===== SELECTED PASSAGE =====

Terrence Adeyanju
It's hard to think of a balmy day as a sign of the apocalypse. But you surely haven’t already forgotten Dec. 15. If you ran into friends on the street you probably uncomfortably skirted the question of why it was 68 degrees. Or “joked” about how we’re screwed and then made plans to grill. Because what else can you do?
Later that night your phone chirped a tornado warning. If you logged on you saw the blade-thin crescent of storms slicing across Iowa and Minnesota. Only five days before, Kentucky had been rolled by tornados in the terrifying dark of night. The winds were memorable, but we were spared the worst.
Just a few years ago we weren’t as lucky: Heavy rains in 2018 flooded basements and storm sewers on the isthmus and left Mazomanie submerged. Such unsettling events are now widespread and opinion polls in the U.S. and abroad over the past several years show that two out of three people are at least somewhat worried about climate change. It makes them feel sad, afraid and anxious.
These are understandable emotions in response to an overwhelmingly large, contentious and existential threat. But if there’s a bright side to planetary decline, it’s that scientists working to understand the nature of the threat are also realizing that a big part of successfully reining in climate change has to do with mending damaged landscapes and conserving wild nature. It’s work that Wisconsin understands, has pioneered, and used to be good at. Can it also begin to mend our broken political culture?
Judith Davidoff
Record-breaking rains in August 2018 raised Madison lake levels and submerged docks.
‘Once-in-a-lifetime’ storms
When the deluge began to fall in Ashland on July 11, 2016, MaryJo Gingras was buttoning down the last details of a backpacking trip. The storm was legendary, dropping 8-10 inches, and in some places more. An entire summer’s worth of rain fell in only eight hours.
As an avid backpacker, a little weather rarely bothers Gingras. But the next morning portions of her planned route were underwater. Scores of culverts had blown, severing roads all across northern Wisconsin. Regional damage topped $38 million, destroying local budgets. Just two years later, in June 2018, another “once-in-a-lifetime” storm hit.
That year Gingras became Ashland’s county conservationist. “This is a sign that we need to make changes,” she says of the storms. “It made me realize, very strongly, we have to change the way we manage if we are going to continue to be good stewards.”
The county land and water plan was due for an update, and as Gingras worked she discovered that the Forest Service’s Northern Institute of Applied Climate Science (NIACS) had a complete package of science-backed adaptation strategies and analysis for the North Country. NIACS is a geographically dispersed group of scientists and land managers that has been preparing for this moment for years, and it was a relief to find professional help.
NIACS data showed that annual precipitation in Ashland County was increasing substantially and falling out of its historical rhythms. When county leaders and citizens began meeting, Gingras shared what she’d learned about these changes and possible adaptation strategies. Together they began to plan.

===== DATA SUPPLIED =====

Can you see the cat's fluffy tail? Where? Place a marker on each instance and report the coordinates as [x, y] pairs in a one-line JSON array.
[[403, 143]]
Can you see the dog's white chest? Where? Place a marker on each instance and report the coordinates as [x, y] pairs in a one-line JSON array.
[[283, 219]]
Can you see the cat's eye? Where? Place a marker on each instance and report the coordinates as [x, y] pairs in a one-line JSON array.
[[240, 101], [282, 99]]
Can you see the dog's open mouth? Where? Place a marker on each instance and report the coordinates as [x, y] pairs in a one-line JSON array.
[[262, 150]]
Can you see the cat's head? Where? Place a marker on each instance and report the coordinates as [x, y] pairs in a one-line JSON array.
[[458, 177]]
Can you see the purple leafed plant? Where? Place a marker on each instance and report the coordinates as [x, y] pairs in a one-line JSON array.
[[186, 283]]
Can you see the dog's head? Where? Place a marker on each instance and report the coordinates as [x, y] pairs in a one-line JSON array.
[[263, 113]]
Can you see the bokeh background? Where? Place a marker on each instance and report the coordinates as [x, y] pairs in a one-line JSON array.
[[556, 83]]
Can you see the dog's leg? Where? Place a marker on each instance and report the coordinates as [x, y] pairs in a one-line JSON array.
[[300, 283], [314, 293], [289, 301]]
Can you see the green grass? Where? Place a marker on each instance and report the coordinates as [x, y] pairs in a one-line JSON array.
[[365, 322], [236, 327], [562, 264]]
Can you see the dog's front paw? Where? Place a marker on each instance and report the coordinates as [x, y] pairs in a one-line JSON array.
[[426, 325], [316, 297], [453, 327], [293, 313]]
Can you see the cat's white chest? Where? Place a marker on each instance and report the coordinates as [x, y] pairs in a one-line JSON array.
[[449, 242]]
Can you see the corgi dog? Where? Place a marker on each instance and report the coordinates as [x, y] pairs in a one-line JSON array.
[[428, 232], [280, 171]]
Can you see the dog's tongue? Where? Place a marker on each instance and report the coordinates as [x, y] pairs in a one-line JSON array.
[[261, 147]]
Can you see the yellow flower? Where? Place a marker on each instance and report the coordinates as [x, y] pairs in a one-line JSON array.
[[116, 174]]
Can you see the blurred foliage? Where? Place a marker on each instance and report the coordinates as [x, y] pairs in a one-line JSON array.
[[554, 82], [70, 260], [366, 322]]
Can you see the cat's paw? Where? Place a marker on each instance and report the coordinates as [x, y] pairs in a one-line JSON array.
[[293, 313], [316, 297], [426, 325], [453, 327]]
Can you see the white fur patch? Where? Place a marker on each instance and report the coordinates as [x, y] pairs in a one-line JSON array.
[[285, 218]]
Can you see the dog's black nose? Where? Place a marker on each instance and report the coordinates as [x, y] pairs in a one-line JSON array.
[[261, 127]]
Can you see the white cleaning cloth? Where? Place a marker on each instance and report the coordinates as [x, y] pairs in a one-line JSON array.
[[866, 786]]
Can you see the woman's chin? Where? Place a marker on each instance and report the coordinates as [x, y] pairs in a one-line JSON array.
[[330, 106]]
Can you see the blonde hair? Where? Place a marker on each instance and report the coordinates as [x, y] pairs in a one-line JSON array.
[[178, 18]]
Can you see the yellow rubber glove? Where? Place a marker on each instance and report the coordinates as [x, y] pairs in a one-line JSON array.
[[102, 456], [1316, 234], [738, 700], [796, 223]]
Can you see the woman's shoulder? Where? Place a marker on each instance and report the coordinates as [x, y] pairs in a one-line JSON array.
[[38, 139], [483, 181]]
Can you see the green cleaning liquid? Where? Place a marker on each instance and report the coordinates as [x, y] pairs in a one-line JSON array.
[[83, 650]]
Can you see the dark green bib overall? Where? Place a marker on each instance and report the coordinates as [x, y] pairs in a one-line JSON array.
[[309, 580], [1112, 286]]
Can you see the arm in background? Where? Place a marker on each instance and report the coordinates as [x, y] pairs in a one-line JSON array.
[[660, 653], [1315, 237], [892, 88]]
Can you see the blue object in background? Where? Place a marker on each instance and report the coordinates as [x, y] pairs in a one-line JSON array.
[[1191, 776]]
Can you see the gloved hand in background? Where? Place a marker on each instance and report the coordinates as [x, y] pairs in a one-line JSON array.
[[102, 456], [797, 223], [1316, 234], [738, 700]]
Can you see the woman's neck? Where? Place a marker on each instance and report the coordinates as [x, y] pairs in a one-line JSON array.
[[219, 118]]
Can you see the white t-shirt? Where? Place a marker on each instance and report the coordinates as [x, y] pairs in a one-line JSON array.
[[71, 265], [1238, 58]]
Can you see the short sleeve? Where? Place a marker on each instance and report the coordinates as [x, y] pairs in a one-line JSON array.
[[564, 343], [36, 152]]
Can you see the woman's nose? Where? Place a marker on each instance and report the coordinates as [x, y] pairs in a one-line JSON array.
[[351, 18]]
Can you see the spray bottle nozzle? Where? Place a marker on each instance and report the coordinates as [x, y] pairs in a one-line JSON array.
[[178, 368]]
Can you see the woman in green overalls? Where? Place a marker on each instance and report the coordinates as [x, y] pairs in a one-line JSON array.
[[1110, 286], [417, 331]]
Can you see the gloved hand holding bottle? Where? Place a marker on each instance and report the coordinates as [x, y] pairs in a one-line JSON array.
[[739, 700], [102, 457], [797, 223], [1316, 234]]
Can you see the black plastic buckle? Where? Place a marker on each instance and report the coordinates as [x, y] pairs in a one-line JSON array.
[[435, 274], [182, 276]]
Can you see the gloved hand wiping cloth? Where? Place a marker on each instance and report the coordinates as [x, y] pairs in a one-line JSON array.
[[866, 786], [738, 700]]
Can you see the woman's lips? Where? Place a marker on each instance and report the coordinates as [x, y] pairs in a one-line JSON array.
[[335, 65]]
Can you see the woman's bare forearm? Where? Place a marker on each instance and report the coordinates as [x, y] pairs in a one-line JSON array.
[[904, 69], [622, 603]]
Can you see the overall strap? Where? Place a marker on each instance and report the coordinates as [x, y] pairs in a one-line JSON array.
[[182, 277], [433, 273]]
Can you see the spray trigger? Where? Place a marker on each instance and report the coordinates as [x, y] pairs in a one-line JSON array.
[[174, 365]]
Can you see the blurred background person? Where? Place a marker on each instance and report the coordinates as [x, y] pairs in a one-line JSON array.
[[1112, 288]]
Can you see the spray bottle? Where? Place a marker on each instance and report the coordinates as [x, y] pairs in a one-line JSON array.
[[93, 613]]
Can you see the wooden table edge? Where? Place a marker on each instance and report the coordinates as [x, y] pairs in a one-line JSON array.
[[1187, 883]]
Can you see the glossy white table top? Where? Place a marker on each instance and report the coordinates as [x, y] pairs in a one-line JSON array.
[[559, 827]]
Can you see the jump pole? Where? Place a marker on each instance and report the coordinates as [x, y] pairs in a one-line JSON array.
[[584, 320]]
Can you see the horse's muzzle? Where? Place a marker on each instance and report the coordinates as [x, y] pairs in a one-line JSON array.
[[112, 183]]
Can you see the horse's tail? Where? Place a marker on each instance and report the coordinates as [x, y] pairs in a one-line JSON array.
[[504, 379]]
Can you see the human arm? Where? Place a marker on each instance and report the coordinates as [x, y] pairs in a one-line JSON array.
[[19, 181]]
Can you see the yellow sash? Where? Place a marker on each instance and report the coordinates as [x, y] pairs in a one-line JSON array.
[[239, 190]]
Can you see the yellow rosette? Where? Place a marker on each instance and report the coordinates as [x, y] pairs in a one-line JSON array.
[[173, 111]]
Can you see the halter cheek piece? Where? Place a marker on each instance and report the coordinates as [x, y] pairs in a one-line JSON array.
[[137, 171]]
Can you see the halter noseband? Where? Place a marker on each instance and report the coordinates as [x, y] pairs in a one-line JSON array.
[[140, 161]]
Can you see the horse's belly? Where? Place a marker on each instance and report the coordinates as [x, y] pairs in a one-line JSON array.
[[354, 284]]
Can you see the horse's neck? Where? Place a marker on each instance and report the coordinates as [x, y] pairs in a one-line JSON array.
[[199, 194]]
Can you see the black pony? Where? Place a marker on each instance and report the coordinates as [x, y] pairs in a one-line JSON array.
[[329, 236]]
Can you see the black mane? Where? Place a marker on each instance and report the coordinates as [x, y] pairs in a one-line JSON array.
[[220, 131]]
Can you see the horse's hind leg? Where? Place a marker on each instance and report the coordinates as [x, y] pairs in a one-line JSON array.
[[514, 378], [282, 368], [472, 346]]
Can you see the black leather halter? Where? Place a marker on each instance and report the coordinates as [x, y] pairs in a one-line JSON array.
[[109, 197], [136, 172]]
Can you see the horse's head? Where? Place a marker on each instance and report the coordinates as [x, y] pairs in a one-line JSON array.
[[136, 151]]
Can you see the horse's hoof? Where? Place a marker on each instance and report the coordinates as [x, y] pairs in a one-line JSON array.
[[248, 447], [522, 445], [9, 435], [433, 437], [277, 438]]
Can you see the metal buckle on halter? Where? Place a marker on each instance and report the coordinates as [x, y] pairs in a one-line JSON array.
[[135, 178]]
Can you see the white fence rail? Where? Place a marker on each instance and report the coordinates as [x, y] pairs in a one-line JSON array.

=====

TASKS AND EXERCISES ->
(1) Summarize the article on Wisconsin's extreme weather in two sentences.
(2) Please carry the article on Wisconsin's extreme weather forward from the point where it stops.

ANSWERS TO THE EXERCISE ->
(1) The article on Wisconsin's extreme weather recalls a 68-degree December day followed by a tornado warning, as well as the 2018 rains that flooded Madison basements and submerged Mazomanie. It notes that polls show two out of three people are at least somewhat worried about climate change, and it follows MaryJo Gingras, who became Ashland's county conservationist after repeated "once-in-a-lifetime" storms and used NIACS data to begin planning adaptation with county leaders and citizens.

(2)
They weren’t alone in their efforts. Some of the worst flooding had been along the Marengo River, which joins the Bad River and flows into Lake Superior through the Bad River Reservation just east of Ashland. Erosion was already a water quality problem in the basin. Local and tribal advocates had been working to improve the system.
The scale of the floods sent everyone back to the drawing board. The Wisconsin Wetlands Association set out to document what was happening. Their compelling report, “Exploring the Relationship between Wetlands and Flood Hazards in the Lake Superior Basin,” is now being actively shared in the Upper Midwest and beyond by communities dealing with similar challenges.
The group laid out the ecological history: how clearcut logging followed by agricultural settlement transformed the streams and wetlands more than a hundred years ago, and how that legacy still influences the way water flows across the landscape today. The region has many wetlands of all sizes, but a few photographs and diagrams clearly demonstrated how many had been damaged by sediment, erosion and gullies. These papercuts on the landscape — countless small disruptions — recurred across the countryside. The land and the water table were clearly disconnected, and it culminated downstream into a flooding disaster.
“The landscape has never truly recovered from the cutover,” says report co-author Kyle Magyera, local government outreach specialist for the wetlands association. “The hydrology underpins everything. If you want healthy habitat, you need to fix the water. Hydrology is really what allows a system to cope with that disturbance and then to bounce back.”
The traditional response to flooding is to clear or relocate at-risk structures from the floodplain, and that can be a good choice. But Magyera and Gingras looked further upstream, hoping to use low-tech landscape tools to rebuild the land’s capacity to slow down and hold water. “We’re trying to get the water working in flow paths and velocities that are going to be sustainable, to help to achieve flood resilience,” Magyera says.
And that’s where this thread of hope begins to come together: In March 2020, the state Legislature passed Act 157, giving Ashland County $150,000 to “test natural flood risk reduction practices.” The bill had 22 sponsors — nine Republicans and 13 Democrats — and passed unanimously. Work begins in the spring.
Dylan Brogan
Volunteers and residents fill sandbags to protect Madison homes and businesses against flooding during the summer of 2018.
Nature as healer
As Ashland has rethought its land and water conservation strategies there have been no politically charged arguments about climate change. Widespread disaster saw to that. “The flooding affected every single person,” says Gingras. “The storms that we see are happening, they’re changing, they’re becoming more intense, and more regular, and more severe. And so when people are seeing that on the ground, they can’t really argue it. So it’s actually worked in our favor to talk about building climate resiliency, and to talk about the fact that our environment — our climate in our own county — is changing drastically.”
Water is real, dangerous, elemental. When rain falls and waters our crops and fills our rivers, we tend to think of it simply as nature just doing its thing. When major floods happen, you can just point and say: Something’s not quite right here.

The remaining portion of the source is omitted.